Saved data entries
################

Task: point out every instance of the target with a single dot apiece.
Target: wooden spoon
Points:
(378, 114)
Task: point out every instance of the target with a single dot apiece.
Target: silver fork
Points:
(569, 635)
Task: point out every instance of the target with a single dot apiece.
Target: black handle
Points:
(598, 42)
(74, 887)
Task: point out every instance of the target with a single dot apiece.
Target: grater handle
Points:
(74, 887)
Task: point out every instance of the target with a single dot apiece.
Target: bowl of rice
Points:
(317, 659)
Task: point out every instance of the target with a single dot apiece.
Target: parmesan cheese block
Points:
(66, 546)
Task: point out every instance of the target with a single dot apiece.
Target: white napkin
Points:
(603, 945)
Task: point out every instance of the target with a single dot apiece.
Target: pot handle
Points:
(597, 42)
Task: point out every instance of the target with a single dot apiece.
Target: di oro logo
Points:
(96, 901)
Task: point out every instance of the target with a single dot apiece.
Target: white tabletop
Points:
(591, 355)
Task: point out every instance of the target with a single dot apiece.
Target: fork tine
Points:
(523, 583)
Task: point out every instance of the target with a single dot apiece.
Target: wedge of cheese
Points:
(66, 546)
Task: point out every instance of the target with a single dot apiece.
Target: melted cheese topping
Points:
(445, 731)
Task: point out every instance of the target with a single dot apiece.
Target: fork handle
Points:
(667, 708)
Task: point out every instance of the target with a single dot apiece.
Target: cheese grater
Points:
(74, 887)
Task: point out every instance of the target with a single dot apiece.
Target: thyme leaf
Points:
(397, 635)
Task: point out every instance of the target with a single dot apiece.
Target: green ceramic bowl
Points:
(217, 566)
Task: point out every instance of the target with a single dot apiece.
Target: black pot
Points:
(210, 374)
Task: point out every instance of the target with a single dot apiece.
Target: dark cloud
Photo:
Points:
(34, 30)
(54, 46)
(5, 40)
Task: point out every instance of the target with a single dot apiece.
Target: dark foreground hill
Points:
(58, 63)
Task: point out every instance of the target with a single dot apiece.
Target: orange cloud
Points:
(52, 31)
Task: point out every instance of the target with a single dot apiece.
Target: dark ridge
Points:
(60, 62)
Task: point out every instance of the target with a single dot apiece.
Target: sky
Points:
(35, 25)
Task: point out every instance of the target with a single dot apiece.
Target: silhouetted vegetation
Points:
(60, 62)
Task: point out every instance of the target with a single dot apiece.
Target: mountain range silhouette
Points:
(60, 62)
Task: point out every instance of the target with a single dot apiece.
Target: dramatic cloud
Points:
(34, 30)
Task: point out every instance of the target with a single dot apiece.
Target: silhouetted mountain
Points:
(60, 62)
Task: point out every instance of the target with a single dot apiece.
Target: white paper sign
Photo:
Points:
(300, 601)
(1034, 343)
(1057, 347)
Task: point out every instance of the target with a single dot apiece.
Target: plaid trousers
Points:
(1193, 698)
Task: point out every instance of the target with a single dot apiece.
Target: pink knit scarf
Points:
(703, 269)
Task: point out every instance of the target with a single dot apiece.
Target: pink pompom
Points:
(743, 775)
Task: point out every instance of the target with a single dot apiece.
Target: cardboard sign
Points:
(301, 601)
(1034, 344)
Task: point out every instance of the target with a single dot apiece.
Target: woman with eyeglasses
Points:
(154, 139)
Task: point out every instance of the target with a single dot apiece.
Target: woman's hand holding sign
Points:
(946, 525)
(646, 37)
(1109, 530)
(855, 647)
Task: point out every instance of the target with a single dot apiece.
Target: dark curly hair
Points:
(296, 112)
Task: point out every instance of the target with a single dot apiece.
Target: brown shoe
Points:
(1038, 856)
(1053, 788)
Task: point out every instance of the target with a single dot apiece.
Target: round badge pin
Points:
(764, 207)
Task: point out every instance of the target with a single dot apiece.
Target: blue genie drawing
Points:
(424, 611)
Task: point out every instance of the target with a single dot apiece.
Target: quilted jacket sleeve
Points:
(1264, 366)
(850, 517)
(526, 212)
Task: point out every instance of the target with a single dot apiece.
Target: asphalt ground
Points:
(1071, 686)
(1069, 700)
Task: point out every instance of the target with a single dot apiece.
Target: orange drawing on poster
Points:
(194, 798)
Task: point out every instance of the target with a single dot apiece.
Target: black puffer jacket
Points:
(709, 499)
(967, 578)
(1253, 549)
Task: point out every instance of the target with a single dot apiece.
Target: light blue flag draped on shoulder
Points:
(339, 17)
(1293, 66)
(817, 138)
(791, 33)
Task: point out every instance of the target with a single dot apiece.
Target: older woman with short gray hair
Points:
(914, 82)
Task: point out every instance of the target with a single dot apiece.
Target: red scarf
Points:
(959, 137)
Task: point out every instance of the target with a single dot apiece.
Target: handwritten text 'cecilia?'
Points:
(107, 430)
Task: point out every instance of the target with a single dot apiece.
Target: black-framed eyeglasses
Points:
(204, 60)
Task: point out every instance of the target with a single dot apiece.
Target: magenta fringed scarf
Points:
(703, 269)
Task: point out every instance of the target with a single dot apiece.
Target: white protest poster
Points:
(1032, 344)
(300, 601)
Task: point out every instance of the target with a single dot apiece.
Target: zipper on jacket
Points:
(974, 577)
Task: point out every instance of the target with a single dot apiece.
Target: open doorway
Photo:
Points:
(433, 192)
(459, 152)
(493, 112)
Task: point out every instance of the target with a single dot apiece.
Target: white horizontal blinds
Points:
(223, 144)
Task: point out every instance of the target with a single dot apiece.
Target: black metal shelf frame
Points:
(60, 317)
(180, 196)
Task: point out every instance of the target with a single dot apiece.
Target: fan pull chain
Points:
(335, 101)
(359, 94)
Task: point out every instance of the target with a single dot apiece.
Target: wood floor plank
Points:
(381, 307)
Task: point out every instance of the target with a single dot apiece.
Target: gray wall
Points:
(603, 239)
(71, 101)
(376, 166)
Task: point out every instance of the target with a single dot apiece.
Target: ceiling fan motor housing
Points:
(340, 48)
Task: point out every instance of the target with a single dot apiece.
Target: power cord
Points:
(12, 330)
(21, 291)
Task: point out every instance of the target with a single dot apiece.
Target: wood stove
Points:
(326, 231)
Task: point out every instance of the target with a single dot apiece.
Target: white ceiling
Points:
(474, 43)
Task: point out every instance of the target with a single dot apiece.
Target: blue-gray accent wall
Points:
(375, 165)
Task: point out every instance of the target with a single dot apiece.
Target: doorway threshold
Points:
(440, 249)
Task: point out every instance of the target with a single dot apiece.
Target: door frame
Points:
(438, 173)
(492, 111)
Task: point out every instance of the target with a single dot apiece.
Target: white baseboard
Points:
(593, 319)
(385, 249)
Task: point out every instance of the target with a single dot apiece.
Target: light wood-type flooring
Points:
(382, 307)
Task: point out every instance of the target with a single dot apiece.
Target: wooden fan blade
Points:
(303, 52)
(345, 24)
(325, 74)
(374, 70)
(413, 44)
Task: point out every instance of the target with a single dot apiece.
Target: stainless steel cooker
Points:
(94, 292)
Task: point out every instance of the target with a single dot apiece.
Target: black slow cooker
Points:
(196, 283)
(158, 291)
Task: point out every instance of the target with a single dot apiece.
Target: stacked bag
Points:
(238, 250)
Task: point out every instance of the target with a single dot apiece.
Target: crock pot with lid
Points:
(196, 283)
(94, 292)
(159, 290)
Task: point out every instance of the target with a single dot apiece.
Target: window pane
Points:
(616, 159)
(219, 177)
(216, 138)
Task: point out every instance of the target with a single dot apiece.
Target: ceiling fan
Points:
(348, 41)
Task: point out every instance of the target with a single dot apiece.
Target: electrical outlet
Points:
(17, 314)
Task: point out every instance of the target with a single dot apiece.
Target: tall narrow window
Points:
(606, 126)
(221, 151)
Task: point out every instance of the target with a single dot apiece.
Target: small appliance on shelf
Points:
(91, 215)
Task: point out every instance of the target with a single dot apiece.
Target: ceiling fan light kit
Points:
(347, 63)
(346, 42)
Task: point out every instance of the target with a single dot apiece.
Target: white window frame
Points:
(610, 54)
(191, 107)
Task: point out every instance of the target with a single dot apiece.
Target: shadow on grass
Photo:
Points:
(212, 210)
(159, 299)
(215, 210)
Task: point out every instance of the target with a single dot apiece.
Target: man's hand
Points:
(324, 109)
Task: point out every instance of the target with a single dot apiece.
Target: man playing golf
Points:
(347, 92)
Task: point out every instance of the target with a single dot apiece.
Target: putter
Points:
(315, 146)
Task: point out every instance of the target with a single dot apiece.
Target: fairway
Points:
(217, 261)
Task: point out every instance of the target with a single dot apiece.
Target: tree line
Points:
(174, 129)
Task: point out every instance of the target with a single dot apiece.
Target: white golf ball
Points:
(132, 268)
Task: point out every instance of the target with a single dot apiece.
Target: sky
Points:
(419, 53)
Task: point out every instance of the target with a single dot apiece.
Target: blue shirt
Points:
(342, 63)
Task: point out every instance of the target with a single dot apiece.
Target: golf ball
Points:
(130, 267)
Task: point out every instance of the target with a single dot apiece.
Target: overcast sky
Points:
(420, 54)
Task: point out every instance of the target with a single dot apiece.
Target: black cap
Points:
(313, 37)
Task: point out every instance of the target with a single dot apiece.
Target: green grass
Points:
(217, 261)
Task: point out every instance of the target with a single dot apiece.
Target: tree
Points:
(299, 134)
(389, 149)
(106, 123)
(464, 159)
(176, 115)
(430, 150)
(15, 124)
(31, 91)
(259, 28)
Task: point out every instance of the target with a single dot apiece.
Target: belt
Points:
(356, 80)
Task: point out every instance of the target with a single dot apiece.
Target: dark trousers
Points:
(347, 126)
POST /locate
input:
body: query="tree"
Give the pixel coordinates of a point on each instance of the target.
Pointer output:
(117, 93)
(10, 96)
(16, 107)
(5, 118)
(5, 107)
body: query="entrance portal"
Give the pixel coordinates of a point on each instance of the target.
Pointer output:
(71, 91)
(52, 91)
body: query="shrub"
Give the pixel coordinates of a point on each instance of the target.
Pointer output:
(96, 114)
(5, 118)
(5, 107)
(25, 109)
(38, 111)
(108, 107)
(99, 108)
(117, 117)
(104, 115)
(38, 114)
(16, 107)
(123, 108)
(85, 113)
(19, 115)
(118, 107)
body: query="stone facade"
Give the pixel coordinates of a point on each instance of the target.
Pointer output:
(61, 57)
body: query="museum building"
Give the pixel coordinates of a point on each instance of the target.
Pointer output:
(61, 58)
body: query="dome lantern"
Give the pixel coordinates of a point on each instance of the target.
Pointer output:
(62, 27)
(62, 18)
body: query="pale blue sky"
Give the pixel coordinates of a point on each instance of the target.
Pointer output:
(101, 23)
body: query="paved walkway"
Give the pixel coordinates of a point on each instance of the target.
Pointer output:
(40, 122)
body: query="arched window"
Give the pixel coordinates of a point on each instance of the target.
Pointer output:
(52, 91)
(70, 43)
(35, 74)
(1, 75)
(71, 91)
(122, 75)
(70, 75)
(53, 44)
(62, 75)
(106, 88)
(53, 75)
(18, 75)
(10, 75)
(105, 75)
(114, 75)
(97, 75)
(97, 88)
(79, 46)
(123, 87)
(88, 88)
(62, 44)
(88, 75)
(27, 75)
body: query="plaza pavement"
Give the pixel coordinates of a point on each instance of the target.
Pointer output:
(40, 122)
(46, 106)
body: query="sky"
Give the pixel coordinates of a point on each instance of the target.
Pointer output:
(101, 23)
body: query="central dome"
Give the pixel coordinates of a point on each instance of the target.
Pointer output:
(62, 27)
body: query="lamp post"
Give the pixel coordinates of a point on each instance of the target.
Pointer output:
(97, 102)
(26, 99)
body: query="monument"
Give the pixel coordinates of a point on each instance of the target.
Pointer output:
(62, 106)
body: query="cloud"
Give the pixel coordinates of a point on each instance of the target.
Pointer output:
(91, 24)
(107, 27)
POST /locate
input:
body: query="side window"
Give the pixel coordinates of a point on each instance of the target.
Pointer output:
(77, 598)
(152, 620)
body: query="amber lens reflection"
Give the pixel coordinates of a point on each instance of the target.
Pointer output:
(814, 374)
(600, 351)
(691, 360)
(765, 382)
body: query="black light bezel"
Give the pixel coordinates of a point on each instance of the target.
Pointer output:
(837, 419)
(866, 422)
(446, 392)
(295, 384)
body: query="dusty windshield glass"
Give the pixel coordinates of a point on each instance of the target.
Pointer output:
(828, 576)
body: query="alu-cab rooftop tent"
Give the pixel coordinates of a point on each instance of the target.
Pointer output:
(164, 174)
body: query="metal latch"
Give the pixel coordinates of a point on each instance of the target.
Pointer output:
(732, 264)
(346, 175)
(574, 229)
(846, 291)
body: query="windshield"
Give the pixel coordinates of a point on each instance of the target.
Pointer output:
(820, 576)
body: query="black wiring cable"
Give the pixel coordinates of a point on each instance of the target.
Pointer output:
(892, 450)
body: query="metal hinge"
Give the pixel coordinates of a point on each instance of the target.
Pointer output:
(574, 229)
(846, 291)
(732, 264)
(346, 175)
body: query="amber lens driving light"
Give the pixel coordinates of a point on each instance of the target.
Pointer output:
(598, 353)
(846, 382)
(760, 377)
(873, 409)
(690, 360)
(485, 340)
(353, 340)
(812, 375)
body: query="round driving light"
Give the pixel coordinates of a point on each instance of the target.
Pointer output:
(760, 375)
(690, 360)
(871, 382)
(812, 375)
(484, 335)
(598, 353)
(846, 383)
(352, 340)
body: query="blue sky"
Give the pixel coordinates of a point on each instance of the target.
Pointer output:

################

Count the lines in the rows above that contain the word "pink". Reply with the number alone.

_Task answer_
2